Region outline entries:
───

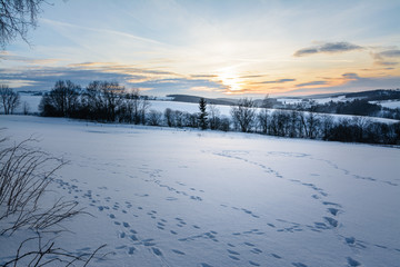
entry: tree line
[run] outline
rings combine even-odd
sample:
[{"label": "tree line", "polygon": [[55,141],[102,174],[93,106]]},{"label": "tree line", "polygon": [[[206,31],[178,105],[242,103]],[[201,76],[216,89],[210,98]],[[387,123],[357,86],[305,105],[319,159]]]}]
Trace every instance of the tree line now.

───

● What you will do: Rewrite the lines of the rows above as a numbered list, omitting any blank lines and leaving the pictures out.

● Finished exercise:
1. entry: tree line
2. [run] outline
3. rings combine even-odd
4. sample:
5. [{"label": "tree line", "polygon": [[55,141],[102,174],[93,106]]},{"label": "tree line", "polygon": [[[206,31],[178,105],[242,103]],[[201,76],[216,89],[210,98]],[[387,123],[357,86],[305,105],[319,159]]]}]
6. Trace every instance of the tree line now.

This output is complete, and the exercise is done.